Jesus is born not in the bright busyness of day, but in the quiet, solitude of night. What if our pictures of the nativity are not to be full color seeing every angle of yellow hay, but instead a cast of grey lines and shadows, surrounding the soft wrap of swaddling clothes against the smoothness of dark baby’s cheek. What if we allowed the nativity to be at night, true night? Would we be able to find the Lord better if we dimmed the distractions and focused in. I think too of the angels, who do not come to the shepherd girls on a sunny afternoon, the angels whose halos illumine a multitude of completions, show up after the sheep have been counted saying, “Do not be afraid.” and their songs of Gloria, Gloria, In ExCelesis Deo,” became the first lullabies of our Christian tradition. Similarly, the Magi, could only travel by night, turning out their lanterns, like my mother, sister and I, clicking off our flashlights and following the stars. And after seeing the Lord, they go home by another way, through another unfamiliar darkness, I supposed because they know the safety of traveling in the night. So, to us, as these night’s come quickly and stay long through morning, maybe we too are to lean into the darkness, because to that darkness is where Jesus comes, where we will find the mystery of our Lord.

Tuesday, December 5, 2017

December 3, 2017 Isaiah 64.1–9



Historical Context: “Some Israelites displaced by Babylonian aggression had now returned to Jerusalem under Persian sponsorship. The Israelites who had not been displaced clashed with this immigrating group over questions of status, social standing, and, ultimately, political and religious authority. Contemporary readers of this material should understand it in the context of overriding colonial power. Persia remained the real arbiter of power. This local tension reflects the way that colonization reconfigures group identity, not just in relation to the external colonizing power, but also in relation to each other,” Dr. Corrine Carvalho, http://www.workingpreacher.org/preaching.aspx?commentary_id=3485

Isaiah 64.1–9, Pg. 694
If only you would tear open the heavens and come down!
    Mountains would quake before you
 like fire igniting brushwood or making water boil.
If you would make your name known to your enemies,
    the nations would tremble in your presence.
When you accomplished wonders beyond all our expectations;
    when you came down, mountains quaked before you.
From ancient times,
    no one has heard,
    no ear has perceived,
    no eye has seen any god but you
    who acts on behalf of those who wait for God!
You look after those who gladly do right;
    they will praise you for your ways.
But you were angry when we sinned;
    you hid yourself when we did wrong.
We have all become like the unclean;
    all our righteous deeds are like a fithy rag.
All of us wither like a leaf;
    our sins, like the wind, carry us away.
No one calls on your name;
    no one bothers to hold on to you,
    for you have hidden yourself from us,
    and have handed us over to our sin.
 But now, Lord, you are our father.
    We are the clay, and you are our potter.
    All of us are the work of your hand.

■ **EXERCISE SET**
• A. Retype the records from the line containing "tag the red" through the last line of the records, changing nothing.
• B. Write what comes next in the Advent devotional, picking up after its final line.
The Advent devotional and the records after it are unrelated material.

■ **PROVIDED RECORDS**
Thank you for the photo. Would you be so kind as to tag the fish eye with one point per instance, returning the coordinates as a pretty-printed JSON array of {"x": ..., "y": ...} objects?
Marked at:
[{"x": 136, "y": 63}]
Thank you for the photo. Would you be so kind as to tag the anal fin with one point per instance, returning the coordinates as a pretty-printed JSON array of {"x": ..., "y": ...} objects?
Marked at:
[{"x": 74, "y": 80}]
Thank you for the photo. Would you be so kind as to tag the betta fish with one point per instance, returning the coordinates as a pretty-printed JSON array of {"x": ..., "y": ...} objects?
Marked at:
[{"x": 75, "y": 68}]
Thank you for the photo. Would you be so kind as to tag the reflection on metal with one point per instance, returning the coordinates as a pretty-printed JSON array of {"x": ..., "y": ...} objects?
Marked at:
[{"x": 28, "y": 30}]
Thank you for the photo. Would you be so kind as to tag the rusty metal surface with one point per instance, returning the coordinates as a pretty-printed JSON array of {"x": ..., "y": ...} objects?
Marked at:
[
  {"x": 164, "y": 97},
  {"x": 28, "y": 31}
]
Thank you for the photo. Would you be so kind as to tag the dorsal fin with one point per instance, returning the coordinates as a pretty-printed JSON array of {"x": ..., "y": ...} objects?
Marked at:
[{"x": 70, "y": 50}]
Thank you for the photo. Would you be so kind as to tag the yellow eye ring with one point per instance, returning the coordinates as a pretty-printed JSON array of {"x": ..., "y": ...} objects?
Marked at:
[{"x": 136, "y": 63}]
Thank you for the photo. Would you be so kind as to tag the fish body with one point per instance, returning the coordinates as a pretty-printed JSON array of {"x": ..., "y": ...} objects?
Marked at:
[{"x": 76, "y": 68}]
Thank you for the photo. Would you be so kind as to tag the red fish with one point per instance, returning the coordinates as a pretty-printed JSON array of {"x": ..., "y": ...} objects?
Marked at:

■ **TASK-BY-TASK RESULTS**
• A.
Thank you for the photo. Would you be so kind as to tag the red fish with one point per instance, returning the coordinates as a pretty-printed JSON array of {"x": ..., "y": ...} objects?
Marked at:

• B.
Don’t rage so fiercely, Lord;
    don’t hold our sins against us forever,
    but gaze now on your people, all of us:

SERMON
The evening before, riding back from a bike-tour around Bogota, Uncle Andy told me to watch my camera, that we were in a historically dangerous section of Columbia, South America, called La Candelaria. What it looked like to me was old and beautiful, with narrow cobblestone streets, cornered in by small colonial houses, under red tiled roofs, fronting charming colorful painted murals. What it looked like to me was exactly an area I wanted to photograph and one that didn’t feel very dangerous. That evening, people were out, young students and hosteling tourists mingled, drinking, talking, and smoking, the smell of marijuana only sporadic, discreet enough not to bother, but open enough to remind of it’s more recent legality in Columbia, and it’s equally as recent unrest due to the American greed for marijuana and other drugs. Yet, also through the air, music played, and a mime juggled in front of a white church, where watchers gathered as if hearing a sermon outside. If anything the scene reminded me of Montmartre in Paris, a perfect monastery overlook, where unlike Uncle Andy’s admonition, general awareness evaded crime, rather than overt avoidance of the area. Obliging him, only because the light was fading, I tucked my camera in my shirt for the duration.

In the morning, waking early, before anyone else, I left a note for the Irvine family, that I was going on a walk to take pictures. Before entering the street, I checked and memorized my map, ‘Go all down Carrera 4 (Quatro) skirting the highway on your left, then turn left on Calle 12.1/2 (dulce y medio). That will bring me right back to the murals on old colonials and oldest street in Bogota. Walking out the gate, the quiet city was alive with morning’s smells, arepas and empanadas fried in oil, last night’s indigent urine stained the concrete, and tito, cheap brewed coffee steamed from thermoses. I was met with the long steps of students and workers with places to go surpassing my memorized yet gazing pace. Intersections filled and the sound grew, cars and taxis screeched, chortled, and honked. Short friendly greetings of neighbors and regular vendors to customers clapped of the language their familiar routine, while I, white and clearly misplaced and unfamiliar, navigated alongside it, as the streets became more narrow, less commercial and increasingly colorful. Calle 12.1/2 (dulce y medio), left.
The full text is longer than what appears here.